What to do
Render every line of the listing below as a Markdown table with the columns No. and Line, numbering the rows and omitting blank lines.

Material to process
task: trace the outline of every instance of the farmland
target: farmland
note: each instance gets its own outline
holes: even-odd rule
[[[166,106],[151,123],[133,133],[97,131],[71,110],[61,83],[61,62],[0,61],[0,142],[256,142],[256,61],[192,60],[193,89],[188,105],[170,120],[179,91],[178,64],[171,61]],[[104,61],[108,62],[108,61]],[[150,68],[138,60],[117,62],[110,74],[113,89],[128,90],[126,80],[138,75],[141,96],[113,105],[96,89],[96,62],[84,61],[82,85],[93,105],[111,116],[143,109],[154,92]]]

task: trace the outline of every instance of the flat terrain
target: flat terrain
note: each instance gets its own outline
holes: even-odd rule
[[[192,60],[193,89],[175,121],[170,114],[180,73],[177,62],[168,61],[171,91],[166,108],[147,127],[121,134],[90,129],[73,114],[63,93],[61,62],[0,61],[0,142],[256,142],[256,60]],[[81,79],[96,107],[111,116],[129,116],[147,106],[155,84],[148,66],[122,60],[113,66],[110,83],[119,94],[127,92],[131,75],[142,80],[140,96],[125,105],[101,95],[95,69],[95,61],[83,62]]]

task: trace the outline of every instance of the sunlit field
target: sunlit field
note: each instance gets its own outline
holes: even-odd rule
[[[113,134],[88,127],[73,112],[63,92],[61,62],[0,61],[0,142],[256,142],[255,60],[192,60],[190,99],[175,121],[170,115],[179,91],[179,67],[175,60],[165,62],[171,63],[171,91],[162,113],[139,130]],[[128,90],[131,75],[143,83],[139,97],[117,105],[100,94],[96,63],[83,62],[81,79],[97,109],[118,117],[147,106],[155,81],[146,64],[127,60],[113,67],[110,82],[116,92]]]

Written solution
| No. | Line |
|---|---|
| 1 | task: trace the outline of every instance of the farmland |
| 2 | target: farmland |
| 3 | note: each instance gets its own outline |
| 4 | holes: even-odd rule |
| 5 | [[[166,106],[151,123],[133,133],[97,131],[71,110],[61,83],[61,62],[0,61],[0,142],[256,142],[256,61],[192,60],[193,89],[188,105],[170,120],[179,91],[178,64],[171,61]],[[104,61],[108,62],[108,61]],[[150,68],[138,60],[117,62],[110,74],[113,89],[128,90],[126,80],[138,75],[141,96],[113,105],[96,89],[96,62],[84,61],[82,85],[93,105],[111,116],[143,109],[154,92]]] |
| 6 | task: trace the outline of every instance of the flat terrain |
| 7 | target: flat terrain |
| 8 | note: each instance gets its own outline |
| 9 | holes: even-odd rule |
| 10 | [[[192,60],[193,89],[175,121],[170,114],[180,73],[177,62],[168,61],[171,91],[166,108],[147,127],[121,134],[90,129],[73,114],[63,93],[61,62],[0,61],[0,142],[256,142],[256,60]],[[81,79],[96,107],[111,116],[129,116],[147,106],[155,84],[148,66],[122,60],[113,66],[110,83],[119,94],[127,92],[131,75],[142,80],[140,96],[125,105],[101,95],[95,69],[95,61],[83,62]]] |
| 11 | task: trace the outline of every instance of the sunlit field |
| 12 | target: sunlit field |
| 13 | note: each instance gets its own outline |
| 14 | holes: even-odd rule |
| 15 | [[[113,134],[88,127],[73,112],[63,92],[61,62],[0,61],[0,142],[256,142],[255,60],[192,60],[190,99],[175,121],[170,115],[179,91],[179,67],[175,60],[165,62],[171,63],[171,91],[162,113],[139,130]],[[128,90],[131,75],[143,83],[139,97],[117,105],[100,94],[96,63],[83,62],[81,79],[97,109],[118,117],[147,106],[155,81],[146,64],[127,60],[113,67],[110,82],[116,92]]] |